Stored data entries:

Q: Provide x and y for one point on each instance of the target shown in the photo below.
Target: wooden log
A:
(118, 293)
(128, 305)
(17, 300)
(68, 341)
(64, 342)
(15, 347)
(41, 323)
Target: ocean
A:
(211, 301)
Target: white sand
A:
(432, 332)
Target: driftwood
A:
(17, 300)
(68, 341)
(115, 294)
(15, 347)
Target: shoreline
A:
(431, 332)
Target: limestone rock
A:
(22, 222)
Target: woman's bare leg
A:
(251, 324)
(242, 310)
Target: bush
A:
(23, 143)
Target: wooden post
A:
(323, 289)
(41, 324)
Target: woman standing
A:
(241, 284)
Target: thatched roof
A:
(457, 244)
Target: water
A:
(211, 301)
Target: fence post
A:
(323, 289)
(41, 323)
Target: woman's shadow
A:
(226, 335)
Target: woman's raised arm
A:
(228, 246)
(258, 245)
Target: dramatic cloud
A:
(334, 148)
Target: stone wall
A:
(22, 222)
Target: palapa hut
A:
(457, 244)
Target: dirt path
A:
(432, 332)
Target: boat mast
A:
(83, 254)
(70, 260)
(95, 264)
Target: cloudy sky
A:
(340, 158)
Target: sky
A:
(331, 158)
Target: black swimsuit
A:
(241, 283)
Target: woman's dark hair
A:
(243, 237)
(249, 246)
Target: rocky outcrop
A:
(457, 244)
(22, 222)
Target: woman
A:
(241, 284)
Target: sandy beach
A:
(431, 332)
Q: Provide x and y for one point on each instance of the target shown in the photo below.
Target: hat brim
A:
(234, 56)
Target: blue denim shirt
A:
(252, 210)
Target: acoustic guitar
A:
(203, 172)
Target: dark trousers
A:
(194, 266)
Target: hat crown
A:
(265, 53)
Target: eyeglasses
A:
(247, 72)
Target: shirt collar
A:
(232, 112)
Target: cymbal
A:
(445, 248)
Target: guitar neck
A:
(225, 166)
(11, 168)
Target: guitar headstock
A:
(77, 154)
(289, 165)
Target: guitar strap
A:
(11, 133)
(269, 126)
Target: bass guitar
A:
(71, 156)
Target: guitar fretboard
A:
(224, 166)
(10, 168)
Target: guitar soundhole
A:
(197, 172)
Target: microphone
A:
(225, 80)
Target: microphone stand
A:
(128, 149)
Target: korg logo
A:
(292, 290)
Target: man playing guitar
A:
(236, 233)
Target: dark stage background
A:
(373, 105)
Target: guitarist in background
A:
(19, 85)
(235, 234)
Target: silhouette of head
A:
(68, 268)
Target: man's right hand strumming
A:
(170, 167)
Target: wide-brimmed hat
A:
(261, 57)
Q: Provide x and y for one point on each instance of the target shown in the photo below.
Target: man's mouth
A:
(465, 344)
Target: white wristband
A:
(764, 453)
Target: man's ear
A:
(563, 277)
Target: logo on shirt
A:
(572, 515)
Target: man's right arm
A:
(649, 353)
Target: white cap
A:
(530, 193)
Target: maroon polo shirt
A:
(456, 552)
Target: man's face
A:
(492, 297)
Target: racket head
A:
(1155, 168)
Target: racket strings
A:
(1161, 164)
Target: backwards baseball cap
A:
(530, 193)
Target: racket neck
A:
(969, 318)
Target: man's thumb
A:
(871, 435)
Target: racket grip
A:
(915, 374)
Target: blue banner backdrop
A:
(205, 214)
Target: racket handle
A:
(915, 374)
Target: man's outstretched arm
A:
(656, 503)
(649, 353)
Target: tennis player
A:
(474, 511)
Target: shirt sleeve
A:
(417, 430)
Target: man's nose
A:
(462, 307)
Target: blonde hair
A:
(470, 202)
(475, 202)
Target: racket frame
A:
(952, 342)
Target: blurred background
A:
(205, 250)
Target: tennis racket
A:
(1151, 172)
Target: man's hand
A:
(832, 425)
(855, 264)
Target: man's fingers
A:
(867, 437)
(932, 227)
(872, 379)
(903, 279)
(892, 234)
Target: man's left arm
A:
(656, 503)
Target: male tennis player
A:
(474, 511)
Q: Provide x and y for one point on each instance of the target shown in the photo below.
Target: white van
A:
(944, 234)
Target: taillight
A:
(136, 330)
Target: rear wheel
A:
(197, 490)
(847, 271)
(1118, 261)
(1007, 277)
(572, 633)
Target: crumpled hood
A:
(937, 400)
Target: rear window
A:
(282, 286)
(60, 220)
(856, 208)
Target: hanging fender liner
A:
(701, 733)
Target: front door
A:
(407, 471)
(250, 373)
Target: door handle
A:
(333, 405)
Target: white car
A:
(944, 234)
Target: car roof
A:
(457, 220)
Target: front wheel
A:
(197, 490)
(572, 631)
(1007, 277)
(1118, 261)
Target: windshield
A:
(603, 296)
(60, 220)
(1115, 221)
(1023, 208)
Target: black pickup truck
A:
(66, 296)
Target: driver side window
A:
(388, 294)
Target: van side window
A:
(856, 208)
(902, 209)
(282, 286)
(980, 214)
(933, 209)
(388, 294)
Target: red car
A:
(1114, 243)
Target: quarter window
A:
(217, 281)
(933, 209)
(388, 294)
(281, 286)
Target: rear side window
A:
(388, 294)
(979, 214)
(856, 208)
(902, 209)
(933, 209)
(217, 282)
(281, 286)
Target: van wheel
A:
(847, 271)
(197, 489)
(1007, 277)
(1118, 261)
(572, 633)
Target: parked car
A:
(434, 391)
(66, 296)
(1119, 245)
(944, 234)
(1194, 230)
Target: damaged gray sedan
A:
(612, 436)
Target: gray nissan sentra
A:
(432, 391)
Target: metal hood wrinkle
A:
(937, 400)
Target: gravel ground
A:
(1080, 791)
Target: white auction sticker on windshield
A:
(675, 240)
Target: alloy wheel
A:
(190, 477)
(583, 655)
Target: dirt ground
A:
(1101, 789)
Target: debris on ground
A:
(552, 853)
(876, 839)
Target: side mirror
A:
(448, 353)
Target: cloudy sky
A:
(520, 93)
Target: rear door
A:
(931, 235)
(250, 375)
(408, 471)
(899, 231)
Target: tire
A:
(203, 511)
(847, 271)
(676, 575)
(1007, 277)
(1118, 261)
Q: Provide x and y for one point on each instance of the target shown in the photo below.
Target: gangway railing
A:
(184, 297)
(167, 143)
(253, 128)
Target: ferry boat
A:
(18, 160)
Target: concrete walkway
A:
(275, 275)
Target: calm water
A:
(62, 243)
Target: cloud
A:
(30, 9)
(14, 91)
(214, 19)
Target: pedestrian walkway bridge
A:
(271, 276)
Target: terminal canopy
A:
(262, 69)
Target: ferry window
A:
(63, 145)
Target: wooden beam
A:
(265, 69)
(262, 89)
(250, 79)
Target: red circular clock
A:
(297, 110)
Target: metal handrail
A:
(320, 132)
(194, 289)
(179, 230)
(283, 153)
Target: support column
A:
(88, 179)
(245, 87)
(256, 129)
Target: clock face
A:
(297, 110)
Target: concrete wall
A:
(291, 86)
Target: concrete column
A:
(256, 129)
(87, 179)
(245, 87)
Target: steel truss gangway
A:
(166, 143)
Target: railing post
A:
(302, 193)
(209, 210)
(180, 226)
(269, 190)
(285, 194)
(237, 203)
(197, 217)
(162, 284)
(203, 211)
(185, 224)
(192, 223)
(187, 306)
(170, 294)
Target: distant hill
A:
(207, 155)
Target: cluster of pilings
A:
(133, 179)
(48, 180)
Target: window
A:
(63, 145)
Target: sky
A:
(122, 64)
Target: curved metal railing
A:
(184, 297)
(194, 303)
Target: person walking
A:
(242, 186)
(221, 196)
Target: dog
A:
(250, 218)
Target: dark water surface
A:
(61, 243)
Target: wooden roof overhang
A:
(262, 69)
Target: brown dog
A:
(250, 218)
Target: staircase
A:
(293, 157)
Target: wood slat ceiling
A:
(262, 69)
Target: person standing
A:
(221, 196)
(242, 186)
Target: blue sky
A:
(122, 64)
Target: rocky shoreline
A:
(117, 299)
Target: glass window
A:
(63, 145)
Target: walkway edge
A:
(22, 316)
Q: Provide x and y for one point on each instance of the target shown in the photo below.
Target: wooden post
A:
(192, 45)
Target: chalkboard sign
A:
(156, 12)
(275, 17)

# EXERCISE DESCRIPTION:
Starting at the first line of the entries above, please extract each line up to and including the line with "Target: woman's dark hair", unchanged, and add nothing.

# TASK OUTPUT:
Q: Provide x and y for one point on each instance of the target shown in the photo below.
Target: wooden log
A:
(118, 293)
(128, 305)
(17, 300)
(68, 341)
(64, 342)
(15, 347)
(41, 323)
Target: ocean
A:
(211, 301)
Target: white sand
A:
(432, 332)
Target: driftwood
A:
(17, 300)
(68, 341)
(115, 294)
(15, 347)
Target: shoreline
A:
(431, 332)
Target: limestone rock
A:
(22, 222)
Target: woman's bare leg
A:
(251, 324)
(242, 310)
Target: bush
A:
(23, 143)
Target: wooden post
A:
(323, 289)
(41, 324)
Target: woman standing
A:
(241, 284)
Target: thatched roof
A:
(457, 244)
Target: water
A:
(211, 301)
Target: fence post
A:
(323, 289)
(41, 323)
Target: woman's shadow
A:
(226, 335)
Target: woman's raised arm
A:
(228, 246)
(258, 245)
Target: dramatic cloud
A:
(334, 148)
Target: stone wall
A:
(22, 222)
Target: palapa hut
A:
(457, 244)
Target: dirt path
A:
(432, 332)
Target: boat mast
A:
(83, 254)
(70, 260)
(95, 264)
Target: cloudy sky
A:
(340, 158)
Target: sky
A:
(331, 158)
Target: black swimsuit
A:
(241, 283)
Target: woman's dark hair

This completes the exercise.